**CHECK YOUR UNDERSTANDING:**
1. In the passage on vitamin D genetics and multiple sclerosis, explain why the authors excluded participants whose vitamin D levels were 70 ng/mL or higher.
2. Write the text that follows the final sentence of the passage on vitamin D genetics and multiple sclerosis.

*** Opening of EXCERPTED PASSAGE ***

First Check: Does the Vitamin D PGS Actually Track Vitamin D?
Before asking whether vitamin D genetics affect MS course, the authors needed to confirm that their PGS actually correlates with real-world 25(OH)D levels. In a subset of 935 Johns Hopkins participants with clinically measured vitamin D, they showed that each standard deviation increase in the PGS was associated with a 3.08% higher circulating 25(OH)D level (95% CI 1.77%–4.42%), explaining about 2.24% of the variance in vitamin D. They also excluded people with very high levels (≥70 ng/mL) to minimize distortion from heavy supplementation. This confirms that the PGS is a valid, though modest, genetic proxy for vitamin D levels in people with MS—strong enough to test for medium or larger effects on disease outcomes.

The Core Result: No Evidence That Lower Genetic Vitamin D Worsens MS
Despite the genetic–vitamin D link, the main finding was strikingly null. Across cohorts and models, higher vitamin D PGS did not associate with fewer relapses, slower EDSS worsening, or better performance on walking and hand function tests. Similarly, there was no consistent association with MRI metrics: not with the rate of new lesion formation, not with T2 lesion volume growth, and not with whole brain, gray matter, or white matter atrophy. Even GCIPL thinning—an especially sensitive measure of global neurodegeneration—showed no meaningful difference across PGS quartiles. Results were stable whether the PGS was treated as a continuous variable or grouped into quartiles, in models with extensive adjustment (age, sex, ancestry, disease duration, prior relapses, disease-modifying therapy, medications affecting vitamin D), and when pooling cohorts via random-effects meta-analysis.

*** Close of EXCERPTED PASSAGE ***
*** Opening of RECORDS SHOWN ***

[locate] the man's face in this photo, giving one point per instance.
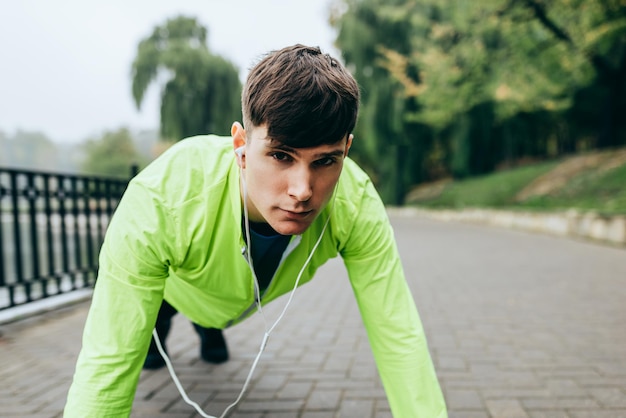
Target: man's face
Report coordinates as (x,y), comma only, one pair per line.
(288,187)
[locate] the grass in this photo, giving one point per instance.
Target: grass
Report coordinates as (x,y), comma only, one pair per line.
(588,189)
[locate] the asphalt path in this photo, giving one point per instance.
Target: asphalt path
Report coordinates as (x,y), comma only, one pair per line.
(519,325)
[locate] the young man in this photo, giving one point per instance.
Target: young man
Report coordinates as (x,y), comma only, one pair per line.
(183,228)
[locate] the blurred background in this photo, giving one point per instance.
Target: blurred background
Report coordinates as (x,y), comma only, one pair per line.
(497,103)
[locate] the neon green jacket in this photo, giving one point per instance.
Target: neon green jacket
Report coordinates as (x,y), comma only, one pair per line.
(177,234)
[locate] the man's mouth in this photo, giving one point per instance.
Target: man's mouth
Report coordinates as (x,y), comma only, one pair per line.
(300,214)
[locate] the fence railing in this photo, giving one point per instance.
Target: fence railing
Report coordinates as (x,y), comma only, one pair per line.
(51,229)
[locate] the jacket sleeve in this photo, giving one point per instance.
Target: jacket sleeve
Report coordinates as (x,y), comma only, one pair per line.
(134,259)
(389,314)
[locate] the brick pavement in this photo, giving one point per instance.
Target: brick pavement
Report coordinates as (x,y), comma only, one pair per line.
(519,325)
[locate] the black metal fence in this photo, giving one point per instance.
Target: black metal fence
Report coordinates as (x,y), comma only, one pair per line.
(51,229)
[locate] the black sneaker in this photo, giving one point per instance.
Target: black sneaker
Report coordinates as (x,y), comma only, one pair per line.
(154,359)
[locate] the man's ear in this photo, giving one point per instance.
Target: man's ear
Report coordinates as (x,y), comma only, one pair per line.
(239,143)
(348,145)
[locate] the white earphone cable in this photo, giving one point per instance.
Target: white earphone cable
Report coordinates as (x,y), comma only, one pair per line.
(268,331)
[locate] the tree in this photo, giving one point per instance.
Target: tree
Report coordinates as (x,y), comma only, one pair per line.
(492,81)
(201,91)
(111,155)
(390,147)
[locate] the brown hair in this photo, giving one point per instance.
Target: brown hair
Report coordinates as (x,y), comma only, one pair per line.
(305,98)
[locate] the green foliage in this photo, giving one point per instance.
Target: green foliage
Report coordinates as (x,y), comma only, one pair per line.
(201,93)
(111,155)
(597,187)
(484,83)
(493,190)
(589,191)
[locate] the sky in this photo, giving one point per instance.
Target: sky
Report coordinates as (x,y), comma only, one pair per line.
(65,65)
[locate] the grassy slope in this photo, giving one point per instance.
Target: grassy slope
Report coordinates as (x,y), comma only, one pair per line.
(587,182)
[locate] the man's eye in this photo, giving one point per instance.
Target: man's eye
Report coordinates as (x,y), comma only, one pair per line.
(325,162)
(280,156)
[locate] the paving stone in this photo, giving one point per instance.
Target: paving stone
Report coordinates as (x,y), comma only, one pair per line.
(518,326)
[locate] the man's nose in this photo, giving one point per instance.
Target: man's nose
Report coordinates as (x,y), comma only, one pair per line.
(300,185)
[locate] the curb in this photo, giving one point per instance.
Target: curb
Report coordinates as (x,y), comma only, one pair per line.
(52,303)
(573,224)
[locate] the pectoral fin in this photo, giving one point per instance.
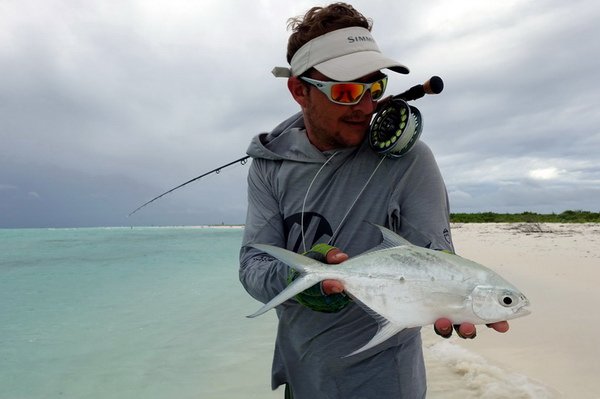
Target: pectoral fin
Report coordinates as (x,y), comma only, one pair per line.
(386,331)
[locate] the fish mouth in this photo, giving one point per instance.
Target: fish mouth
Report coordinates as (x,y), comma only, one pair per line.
(522,309)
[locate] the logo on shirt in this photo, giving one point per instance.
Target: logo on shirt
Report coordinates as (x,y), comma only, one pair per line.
(315,226)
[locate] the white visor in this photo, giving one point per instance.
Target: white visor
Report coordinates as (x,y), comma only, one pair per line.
(344,55)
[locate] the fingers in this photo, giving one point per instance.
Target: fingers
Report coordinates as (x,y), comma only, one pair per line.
(330,287)
(466,330)
(443,327)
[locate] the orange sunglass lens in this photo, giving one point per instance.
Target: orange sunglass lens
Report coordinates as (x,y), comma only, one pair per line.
(346,92)
(377,89)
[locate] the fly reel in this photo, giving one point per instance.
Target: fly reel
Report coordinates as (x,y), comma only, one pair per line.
(395,129)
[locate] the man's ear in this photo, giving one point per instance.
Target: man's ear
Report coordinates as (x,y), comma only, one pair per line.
(299,91)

*** Close of RECORDS SHOWN ***

**RESULTS BY TASK:**
1. The authors excluded these participants to minimize distortion from heavy supplementation.

2.
Stress-Testing the Finding: Sensitivity Analyses and Mendelian Randomization
Recognizing the risk of false negatives, the authors stress-tested their results in several ways. They repeated analyses using an unadjusted vitamin D PGS, relaxed the p-value threshold for SNP inclusion (5 × 10⁻⁵) to capture more genetic signal, and obtained broadly similar null findings. They also applied Mendelian randomization (using individual vitamin D variants as instruments) to test for causal effects of 25(OH)D on relapse risk and new lesion formation; again, no clear associations emerged, and analyses of pleiotropy and heterogeneity did not point to strong hidden biases. As a final check, in the Johns Hopkins subset they modeled measured serum 25(OH)D against new lesion rate over five years and still did not see an association (rate ratio ~1.04 per SD increase). Together, these converging negative results argue that—within established MS—modulating vitamin D levels, at least within typical ranges, may not meaningfully change inflammatory or neurodegenerative trajectories.

Reconciling Risk, Progression, and the Role of Vitamin D in MS
The key conceptual takeaway is that vitamin D may be very important for developing MS but much less influential once MS is established. Prior Mendelian randomization work strongly supports low genetically determined 25(OH)D as a causal risk factor for MS onset; this study shows that the same type of genetic instrument does not predict subsequent disease course. Methodological caveats remain: the PGS explains only a small portion of vitamin D variability; the cohorts are limited to European ancestry; supplementation data and medication use may be imperfectly captured; and PGS-based approaches average vitamin D exposure across the life course, potentially missing critical windows earlier in life. Still, in the context of large, negative randomized controlled trials of high-dose vitamin D in MS, these findings reinforce the view that vitamin D supplementation is unlikely to be a disease-modifying lever for people who already have MS, even if raising vitamin D for bone health or general wellness remains reasonable.

Disclaimer: This blog post is based on the provided research article and is intended for informational purposes only. It is not intended to provide medical advice. Please consult with a healthcare professional for any health concerns.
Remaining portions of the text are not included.